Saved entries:

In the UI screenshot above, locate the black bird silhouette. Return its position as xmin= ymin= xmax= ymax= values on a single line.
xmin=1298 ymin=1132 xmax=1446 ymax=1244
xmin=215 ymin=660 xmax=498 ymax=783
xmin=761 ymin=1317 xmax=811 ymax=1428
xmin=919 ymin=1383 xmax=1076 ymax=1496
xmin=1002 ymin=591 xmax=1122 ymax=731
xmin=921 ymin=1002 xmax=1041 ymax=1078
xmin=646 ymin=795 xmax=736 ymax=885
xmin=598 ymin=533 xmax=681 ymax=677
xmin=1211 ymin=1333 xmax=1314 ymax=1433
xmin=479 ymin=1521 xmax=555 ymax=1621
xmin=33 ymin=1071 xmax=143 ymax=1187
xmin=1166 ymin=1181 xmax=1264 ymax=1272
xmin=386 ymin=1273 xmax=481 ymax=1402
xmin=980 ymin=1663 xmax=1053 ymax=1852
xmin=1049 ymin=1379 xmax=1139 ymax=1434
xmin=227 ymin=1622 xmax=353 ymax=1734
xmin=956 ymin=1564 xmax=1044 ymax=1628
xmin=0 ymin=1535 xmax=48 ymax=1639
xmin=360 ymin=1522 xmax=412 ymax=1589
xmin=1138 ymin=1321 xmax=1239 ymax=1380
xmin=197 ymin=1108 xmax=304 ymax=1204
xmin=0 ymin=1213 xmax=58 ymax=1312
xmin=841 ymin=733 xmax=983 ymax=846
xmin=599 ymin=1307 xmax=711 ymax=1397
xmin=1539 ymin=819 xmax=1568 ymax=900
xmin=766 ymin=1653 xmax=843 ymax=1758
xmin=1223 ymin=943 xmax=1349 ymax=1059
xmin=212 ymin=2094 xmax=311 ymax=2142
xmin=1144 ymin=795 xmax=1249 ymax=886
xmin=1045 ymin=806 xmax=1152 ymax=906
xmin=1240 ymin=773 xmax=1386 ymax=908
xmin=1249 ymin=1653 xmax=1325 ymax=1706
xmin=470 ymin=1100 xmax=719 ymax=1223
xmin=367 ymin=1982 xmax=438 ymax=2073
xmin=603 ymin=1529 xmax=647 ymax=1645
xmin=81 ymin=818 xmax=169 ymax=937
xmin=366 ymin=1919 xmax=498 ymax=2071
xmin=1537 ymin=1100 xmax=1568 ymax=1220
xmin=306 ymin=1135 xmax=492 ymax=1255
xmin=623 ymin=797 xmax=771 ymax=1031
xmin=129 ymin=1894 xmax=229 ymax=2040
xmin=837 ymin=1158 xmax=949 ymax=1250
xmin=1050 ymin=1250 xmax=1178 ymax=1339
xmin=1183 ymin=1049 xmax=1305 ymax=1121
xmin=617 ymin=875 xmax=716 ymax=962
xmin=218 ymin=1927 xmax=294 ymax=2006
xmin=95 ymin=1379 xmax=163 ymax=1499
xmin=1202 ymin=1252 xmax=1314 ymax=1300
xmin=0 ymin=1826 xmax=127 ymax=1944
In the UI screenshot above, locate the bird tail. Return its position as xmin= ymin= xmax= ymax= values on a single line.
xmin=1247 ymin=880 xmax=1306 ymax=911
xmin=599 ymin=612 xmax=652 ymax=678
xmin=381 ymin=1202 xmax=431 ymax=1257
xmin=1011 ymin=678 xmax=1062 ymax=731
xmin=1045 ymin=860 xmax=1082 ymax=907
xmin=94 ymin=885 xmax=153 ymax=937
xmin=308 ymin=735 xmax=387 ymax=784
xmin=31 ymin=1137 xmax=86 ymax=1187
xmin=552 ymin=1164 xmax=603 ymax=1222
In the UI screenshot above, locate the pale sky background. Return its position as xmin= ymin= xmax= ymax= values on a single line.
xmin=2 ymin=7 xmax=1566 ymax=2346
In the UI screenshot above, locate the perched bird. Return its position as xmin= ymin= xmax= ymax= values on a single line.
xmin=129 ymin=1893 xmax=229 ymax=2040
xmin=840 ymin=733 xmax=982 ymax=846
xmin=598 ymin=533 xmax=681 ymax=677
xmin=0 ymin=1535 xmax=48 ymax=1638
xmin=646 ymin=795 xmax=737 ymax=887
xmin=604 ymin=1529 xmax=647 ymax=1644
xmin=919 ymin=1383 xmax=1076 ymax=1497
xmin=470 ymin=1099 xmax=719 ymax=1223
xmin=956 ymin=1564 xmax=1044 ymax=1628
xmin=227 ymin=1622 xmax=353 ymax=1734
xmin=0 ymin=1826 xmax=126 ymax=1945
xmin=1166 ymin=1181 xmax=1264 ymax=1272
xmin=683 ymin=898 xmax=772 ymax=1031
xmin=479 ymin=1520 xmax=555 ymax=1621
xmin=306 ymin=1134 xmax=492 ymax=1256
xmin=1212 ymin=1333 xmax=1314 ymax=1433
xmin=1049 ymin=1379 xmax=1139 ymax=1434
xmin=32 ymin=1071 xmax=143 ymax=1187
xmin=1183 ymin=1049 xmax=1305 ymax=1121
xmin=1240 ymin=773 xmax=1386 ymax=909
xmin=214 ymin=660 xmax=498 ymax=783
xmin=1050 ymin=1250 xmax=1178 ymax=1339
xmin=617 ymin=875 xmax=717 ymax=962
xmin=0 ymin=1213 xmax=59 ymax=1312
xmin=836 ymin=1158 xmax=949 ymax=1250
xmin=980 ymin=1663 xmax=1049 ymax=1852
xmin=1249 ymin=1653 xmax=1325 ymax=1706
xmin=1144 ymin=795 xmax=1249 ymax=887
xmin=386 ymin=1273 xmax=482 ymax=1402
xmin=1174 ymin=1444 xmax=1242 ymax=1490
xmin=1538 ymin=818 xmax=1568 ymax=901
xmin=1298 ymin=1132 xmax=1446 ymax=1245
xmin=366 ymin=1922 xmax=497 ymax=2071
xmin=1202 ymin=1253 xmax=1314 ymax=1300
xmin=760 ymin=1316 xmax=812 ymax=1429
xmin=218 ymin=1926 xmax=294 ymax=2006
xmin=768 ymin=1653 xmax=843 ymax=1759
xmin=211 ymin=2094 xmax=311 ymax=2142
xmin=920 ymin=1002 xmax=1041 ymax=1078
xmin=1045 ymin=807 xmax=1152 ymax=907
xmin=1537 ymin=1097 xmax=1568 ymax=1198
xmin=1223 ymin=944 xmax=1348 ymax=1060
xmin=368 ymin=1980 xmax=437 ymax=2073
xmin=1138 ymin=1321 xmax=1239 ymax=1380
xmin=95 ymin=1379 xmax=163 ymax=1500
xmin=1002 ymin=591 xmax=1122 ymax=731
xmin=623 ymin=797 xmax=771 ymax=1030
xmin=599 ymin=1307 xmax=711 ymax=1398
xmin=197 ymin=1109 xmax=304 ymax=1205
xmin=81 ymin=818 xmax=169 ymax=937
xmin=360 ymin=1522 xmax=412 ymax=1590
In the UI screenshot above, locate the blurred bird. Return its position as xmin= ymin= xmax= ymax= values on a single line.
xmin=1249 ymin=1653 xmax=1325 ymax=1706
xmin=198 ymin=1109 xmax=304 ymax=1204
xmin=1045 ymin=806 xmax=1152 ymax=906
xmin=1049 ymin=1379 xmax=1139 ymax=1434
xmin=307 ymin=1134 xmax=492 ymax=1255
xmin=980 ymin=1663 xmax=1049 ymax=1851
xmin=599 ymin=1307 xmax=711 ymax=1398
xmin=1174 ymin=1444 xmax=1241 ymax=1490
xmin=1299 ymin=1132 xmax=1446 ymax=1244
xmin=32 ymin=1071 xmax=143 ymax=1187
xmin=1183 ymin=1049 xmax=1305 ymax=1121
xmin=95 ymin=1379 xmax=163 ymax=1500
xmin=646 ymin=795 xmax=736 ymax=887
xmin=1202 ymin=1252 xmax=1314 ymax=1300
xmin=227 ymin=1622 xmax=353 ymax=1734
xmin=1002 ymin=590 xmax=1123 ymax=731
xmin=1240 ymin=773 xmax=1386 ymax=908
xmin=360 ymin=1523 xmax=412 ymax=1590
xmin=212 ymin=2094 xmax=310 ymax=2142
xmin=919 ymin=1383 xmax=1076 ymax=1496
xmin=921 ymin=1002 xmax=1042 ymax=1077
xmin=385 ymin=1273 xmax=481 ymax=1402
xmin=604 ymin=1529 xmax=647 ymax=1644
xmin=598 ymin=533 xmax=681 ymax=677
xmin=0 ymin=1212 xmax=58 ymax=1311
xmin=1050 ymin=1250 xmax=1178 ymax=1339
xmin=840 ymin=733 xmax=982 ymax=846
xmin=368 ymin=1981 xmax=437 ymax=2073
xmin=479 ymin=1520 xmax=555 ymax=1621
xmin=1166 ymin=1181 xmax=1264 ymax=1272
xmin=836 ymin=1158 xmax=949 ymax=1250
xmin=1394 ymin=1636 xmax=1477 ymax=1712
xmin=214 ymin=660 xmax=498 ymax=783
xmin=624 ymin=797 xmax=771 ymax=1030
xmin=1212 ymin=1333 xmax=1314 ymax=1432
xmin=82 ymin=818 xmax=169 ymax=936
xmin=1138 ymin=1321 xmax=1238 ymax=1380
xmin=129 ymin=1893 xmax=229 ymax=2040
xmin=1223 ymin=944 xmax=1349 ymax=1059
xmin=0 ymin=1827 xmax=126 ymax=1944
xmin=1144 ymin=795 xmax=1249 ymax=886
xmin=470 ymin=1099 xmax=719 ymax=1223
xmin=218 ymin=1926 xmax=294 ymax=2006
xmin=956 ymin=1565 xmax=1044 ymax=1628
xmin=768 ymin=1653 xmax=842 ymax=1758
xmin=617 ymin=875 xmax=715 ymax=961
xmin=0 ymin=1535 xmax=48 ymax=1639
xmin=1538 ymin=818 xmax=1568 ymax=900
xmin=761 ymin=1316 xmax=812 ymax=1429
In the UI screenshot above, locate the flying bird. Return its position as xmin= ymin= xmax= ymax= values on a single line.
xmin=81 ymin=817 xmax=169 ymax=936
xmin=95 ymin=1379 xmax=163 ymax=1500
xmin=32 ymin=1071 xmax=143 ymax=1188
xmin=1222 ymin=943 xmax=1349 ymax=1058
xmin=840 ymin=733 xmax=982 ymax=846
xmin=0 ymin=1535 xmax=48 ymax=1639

§ TRY IT: All lines with the word "position" are needed; pull them from the entries and copy each.

§ ANSWER:
In the UI screenshot above, locate the black bird silhouette. Return its position as xmin= ymin= xmax= ymax= values on a single line.
In the UI screenshot above, locate the bird tail. Return its position as xmin= ymin= xmax= ymax= values on a single line.
In the UI screenshot above, locate the pale sky background. Return its position as xmin= ymin= xmax= ymax= values on a single line.
In the UI screenshot above, locate the perched bird. Return its position as xmin= ymin= xmax= ymax= values on a single line.
In the UI screenshot above, locate the blurred bird. Return its position as xmin= ymin= xmax= ymax= values on a single line.
In the UI screenshot above, locate the flying bird. Return its position as xmin= ymin= xmax= ymax= values on a single line.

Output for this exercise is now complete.